Task prompt
Copy out the data line by line exactly, from its start to the line bearing "positive clicks: (199, 247)", inclusive.

The records below:

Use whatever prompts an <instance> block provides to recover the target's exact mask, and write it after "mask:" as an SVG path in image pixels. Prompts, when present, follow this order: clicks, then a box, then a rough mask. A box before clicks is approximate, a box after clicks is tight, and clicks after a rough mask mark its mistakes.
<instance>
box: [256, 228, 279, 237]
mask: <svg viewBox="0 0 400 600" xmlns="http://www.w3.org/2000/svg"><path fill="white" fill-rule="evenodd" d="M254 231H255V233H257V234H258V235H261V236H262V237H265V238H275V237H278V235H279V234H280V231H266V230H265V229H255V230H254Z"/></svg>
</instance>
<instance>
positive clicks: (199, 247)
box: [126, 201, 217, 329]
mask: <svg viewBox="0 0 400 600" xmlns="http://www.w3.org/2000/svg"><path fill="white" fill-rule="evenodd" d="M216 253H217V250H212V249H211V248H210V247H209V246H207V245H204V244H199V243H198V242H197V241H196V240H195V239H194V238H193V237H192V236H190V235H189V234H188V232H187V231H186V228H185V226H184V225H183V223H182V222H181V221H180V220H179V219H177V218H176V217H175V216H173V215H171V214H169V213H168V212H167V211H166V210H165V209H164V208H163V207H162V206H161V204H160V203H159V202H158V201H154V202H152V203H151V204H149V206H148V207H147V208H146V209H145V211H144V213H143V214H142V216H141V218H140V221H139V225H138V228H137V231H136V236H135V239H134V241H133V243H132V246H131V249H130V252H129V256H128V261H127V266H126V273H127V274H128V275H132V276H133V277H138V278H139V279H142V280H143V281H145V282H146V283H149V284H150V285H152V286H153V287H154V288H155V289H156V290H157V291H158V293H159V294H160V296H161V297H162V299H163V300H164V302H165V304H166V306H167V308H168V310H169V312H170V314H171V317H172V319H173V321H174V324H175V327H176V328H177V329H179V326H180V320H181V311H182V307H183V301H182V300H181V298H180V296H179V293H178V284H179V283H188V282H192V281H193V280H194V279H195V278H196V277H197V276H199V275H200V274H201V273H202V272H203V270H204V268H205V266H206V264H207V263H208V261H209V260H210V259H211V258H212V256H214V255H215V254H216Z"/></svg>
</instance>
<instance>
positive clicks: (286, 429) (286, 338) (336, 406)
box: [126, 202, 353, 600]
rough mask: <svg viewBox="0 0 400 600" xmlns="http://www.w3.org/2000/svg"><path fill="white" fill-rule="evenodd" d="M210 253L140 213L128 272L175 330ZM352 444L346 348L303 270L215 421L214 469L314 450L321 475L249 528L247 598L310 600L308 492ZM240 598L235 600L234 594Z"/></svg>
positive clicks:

End of The records.

Expected output
Use whatever prompts an <instance> block provides to recover the target's exact mask, and write it after "mask:" as an SVG path in image pixels. Prompts, when present, follow this order: clicks, then a box, then a rough mask. A box before clicks is approximate, a box after clicks is tight, and clicks after a rough mask mark its mistakes.
<instance>
box: [256, 228, 279, 237]
mask: <svg viewBox="0 0 400 600" xmlns="http://www.w3.org/2000/svg"><path fill="white" fill-rule="evenodd" d="M254 231H255V233H257V234H258V235H261V236H262V237H265V238H275V237H278V235H279V234H280V231H266V230H265V229H255V230H254Z"/></svg>
</instance>
<instance>
positive clicks: (199, 247)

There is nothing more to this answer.